To have your tip published, please send it via email to with your name and school site!

Teaching Tip Topics
  • Start of the School Year
  • End of the School Year
  • Summer and Other Vacations
  • Special Holiday Projects
  • Year of Languages
  • Miscellaneous, by member
  • Start of the School Year

    From Hilda Yacoub <>
    Sólo una sugerencia para la organización: tener un buzón para cada período o preparación... mantiene el escritorio un poco más limpio. Tener un área exclusivamente para anuncios y otros mensajes. Tener por lo menos dos o tres lecciones para sustitutos preparadas de antemano para esos días que tienes una "emergencia" y no tienes tiempo para dejar un plan.... También, tener una pizarra o cartel cerca de tu escritorio con lo más importante para cada semana o mes. Saber quiénes son los estudiantes con mucha habilidad y talento con la tecnología y el internet.

    From Karen Donner <>
    Re: homework - I got this from another teacher and it's working very well. When students don't have their homework they get +0 of course. But in addition, if they don't have it made up the next day, they get one hour detention for defiance.

• ROWS:

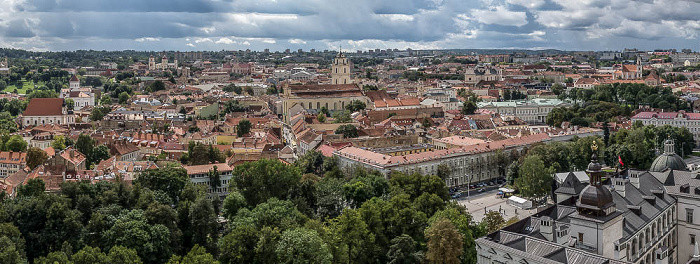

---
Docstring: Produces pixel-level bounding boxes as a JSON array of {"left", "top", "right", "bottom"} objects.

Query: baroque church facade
[{"left": 476, "top": 140, "right": 700, "bottom": 264}]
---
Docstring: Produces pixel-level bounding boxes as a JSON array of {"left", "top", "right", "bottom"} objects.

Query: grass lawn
[{"left": 2, "top": 80, "right": 44, "bottom": 94}]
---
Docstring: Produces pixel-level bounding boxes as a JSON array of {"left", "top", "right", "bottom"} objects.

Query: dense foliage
[{"left": 0, "top": 154, "right": 486, "bottom": 263}]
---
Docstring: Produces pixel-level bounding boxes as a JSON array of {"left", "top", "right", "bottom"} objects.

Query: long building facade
[
  {"left": 333, "top": 133, "right": 551, "bottom": 187},
  {"left": 632, "top": 111, "right": 700, "bottom": 144}
]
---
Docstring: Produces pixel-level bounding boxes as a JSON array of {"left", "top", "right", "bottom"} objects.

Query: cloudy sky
[{"left": 0, "top": 0, "right": 700, "bottom": 50}]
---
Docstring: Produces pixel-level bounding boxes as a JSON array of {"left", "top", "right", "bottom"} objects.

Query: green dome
[
  {"left": 649, "top": 153, "right": 688, "bottom": 172},
  {"left": 649, "top": 138, "right": 688, "bottom": 172}
]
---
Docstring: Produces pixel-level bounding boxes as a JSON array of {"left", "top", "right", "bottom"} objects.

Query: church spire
[{"left": 664, "top": 136, "right": 676, "bottom": 154}]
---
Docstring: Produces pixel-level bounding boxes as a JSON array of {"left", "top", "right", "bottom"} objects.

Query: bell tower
[{"left": 331, "top": 51, "right": 352, "bottom": 84}]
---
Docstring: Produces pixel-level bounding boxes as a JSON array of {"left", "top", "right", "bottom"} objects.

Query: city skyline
[{"left": 0, "top": 0, "right": 700, "bottom": 51}]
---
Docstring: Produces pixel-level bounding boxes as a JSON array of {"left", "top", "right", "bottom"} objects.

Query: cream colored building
[{"left": 331, "top": 52, "right": 352, "bottom": 84}]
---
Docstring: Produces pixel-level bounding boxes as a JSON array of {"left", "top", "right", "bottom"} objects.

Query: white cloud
[
  {"left": 215, "top": 38, "right": 236, "bottom": 45},
  {"left": 506, "top": 0, "right": 544, "bottom": 8},
  {"left": 194, "top": 38, "right": 214, "bottom": 43},
  {"left": 379, "top": 14, "right": 415, "bottom": 22},
  {"left": 472, "top": 6, "right": 527, "bottom": 27},
  {"left": 134, "top": 37, "right": 160, "bottom": 42}
]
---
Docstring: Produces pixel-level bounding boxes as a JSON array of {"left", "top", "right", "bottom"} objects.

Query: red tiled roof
[
  {"left": 184, "top": 163, "right": 233, "bottom": 175},
  {"left": 23, "top": 98, "right": 63, "bottom": 116}
]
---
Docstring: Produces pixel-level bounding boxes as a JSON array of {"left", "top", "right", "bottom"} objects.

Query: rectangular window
[{"left": 685, "top": 208, "right": 693, "bottom": 224}]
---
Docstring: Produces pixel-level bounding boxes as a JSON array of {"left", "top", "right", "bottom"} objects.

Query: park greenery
[
  {"left": 508, "top": 125, "right": 695, "bottom": 199},
  {"left": 546, "top": 83, "right": 690, "bottom": 127},
  {"left": 0, "top": 152, "right": 503, "bottom": 264}
]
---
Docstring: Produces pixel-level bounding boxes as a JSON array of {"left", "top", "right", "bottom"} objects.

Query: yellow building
[{"left": 331, "top": 52, "right": 352, "bottom": 84}]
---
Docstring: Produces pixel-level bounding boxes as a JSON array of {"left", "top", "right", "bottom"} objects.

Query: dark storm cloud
[
  {"left": 0, "top": 0, "right": 700, "bottom": 49},
  {"left": 5, "top": 19, "right": 34, "bottom": 38}
]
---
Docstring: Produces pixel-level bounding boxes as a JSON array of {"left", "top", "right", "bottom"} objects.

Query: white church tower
[{"left": 331, "top": 51, "right": 352, "bottom": 84}]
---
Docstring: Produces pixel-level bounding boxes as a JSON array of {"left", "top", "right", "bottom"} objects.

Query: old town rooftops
[
  {"left": 632, "top": 111, "right": 700, "bottom": 120},
  {"left": 288, "top": 84, "right": 363, "bottom": 98},
  {"left": 335, "top": 133, "right": 550, "bottom": 167}
]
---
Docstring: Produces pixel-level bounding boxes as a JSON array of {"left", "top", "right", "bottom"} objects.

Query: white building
[
  {"left": 477, "top": 98, "right": 569, "bottom": 124},
  {"left": 632, "top": 111, "right": 700, "bottom": 144},
  {"left": 184, "top": 163, "right": 233, "bottom": 198},
  {"left": 331, "top": 52, "right": 352, "bottom": 84},
  {"left": 21, "top": 98, "right": 75, "bottom": 127},
  {"left": 333, "top": 133, "right": 550, "bottom": 187},
  {"left": 476, "top": 140, "right": 700, "bottom": 264}
]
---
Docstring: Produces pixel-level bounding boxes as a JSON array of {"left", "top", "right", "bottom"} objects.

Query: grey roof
[
  {"left": 649, "top": 153, "right": 688, "bottom": 172},
  {"left": 480, "top": 171, "right": 672, "bottom": 264},
  {"left": 476, "top": 231, "right": 628, "bottom": 264}
]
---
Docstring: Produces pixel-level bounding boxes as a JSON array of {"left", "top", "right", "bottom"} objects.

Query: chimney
[
  {"left": 613, "top": 177, "right": 630, "bottom": 197},
  {"left": 629, "top": 170, "right": 641, "bottom": 189},
  {"left": 654, "top": 246, "right": 668, "bottom": 264}
]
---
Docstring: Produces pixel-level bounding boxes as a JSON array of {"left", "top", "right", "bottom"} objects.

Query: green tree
[
  {"left": 515, "top": 155, "right": 554, "bottom": 198},
  {"left": 27, "top": 147, "right": 49, "bottom": 170},
  {"left": 219, "top": 224, "right": 259, "bottom": 263},
  {"left": 333, "top": 110, "right": 352, "bottom": 123},
  {"left": 345, "top": 100, "right": 367, "bottom": 112},
  {"left": 236, "top": 119, "right": 253, "bottom": 137},
  {"left": 331, "top": 209, "right": 375, "bottom": 263},
  {"left": 17, "top": 178, "right": 46, "bottom": 197},
  {"left": 343, "top": 174, "right": 389, "bottom": 208},
  {"left": 275, "top": 228, "right": 333, "bottom": 264},
  {"left": 0, "top": 236, "right": 25, "bottom": 264},
  {"left": 34, "top": 251, "right": 73, "bottom": 264},
  {"left": 71, "top": 246, "right": 109, "bottom": 264},
  {"left": 386, "top": 234, "right": 423, "bottom": 264},
  {"left": 5, "top": 135, "right": 27, "bottom": 152},
  {"left": 88, "top": 145, "right": 111, "bottom": 164},
  {"left": 189, "top": 197, "right": 218, "bottom": 252},
  {"left": 100, "top": 94, "right": 112, "bottom": 105},
  {"left": 180, "top": 245, "right": 219, "bottom": 264},
  {"left": 425, "top": 219, "right": 463, "bottom": 264},
  {"left": 51, "top": 136, "right": 66, "bottom": 151},
  {"left": 462, "top": 101, "right": 477, "bottom": 115},
  {"left": 223, "top": 190, "right": 246, "bottom": 219},
  {"left": 107, "top": 246, "right": 143, "bottom": 264},
  {"left": 232, "top": 159, "right": 301, "bottom": 206},
  {"left": 75, "top": 134, "right": 95, "bottom": 161},
  {"left": 135, "top": 167, "right": 190, "bottom": 204},
  {"left": 104, "top": 210, "right": 172, "bottom": 263},
  {"left": 119, "top": 92, "right": 130, "bottom": 104},
  {"left": 90, "top": 106, "right": 112, "bottom": 121},
  {"left": 335, "top": 124, "right": 358, "bottom": 138},
  {"left": 66, "top": 99, "right": 75, "bottom": 110},
  {"left": 481, "top": 210, "right": 506, "bottom": 233}
]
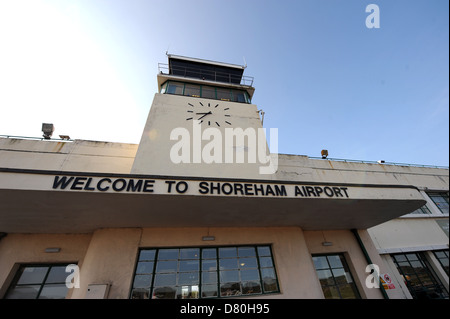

• REQUIRED TASK: From the teaching tips page, write out the passage starting with "To have your" and going on through "y el internet.". Work only from the teaching tips page.

• WRITTEN RESPONSE:
To have your tip published, please send it via email to with your name and school site!

Teaching Tip Topics
  • Start of the School Year
  • End of the School Year
  • Summer and Other Vacations
  • Special Holiday Projects
  • Year of Languages
  • Miscellaneous, by member
  • Start of the School Year

    From Hilda Yacoub <>
    Sólo una sugerencia para la organización: tener un buzón para cada período o preparación... mantiene el escritorio un poco más limpio. Tener un área exclusivamente para anuncios y otros mensajes. Tener por lo menos dos o tres lecciones para sustitutos preparadas de antemano para esos días que tienes una "emergencia" y no tienes tiempo para dejar un plan.... También, tener una pizarra o cartel cerca de tu escritorio con lo más importante para cada semana o mes. Saber quiénes son los estudiantes con mucha habilidad y talento con la tecnología y el internet.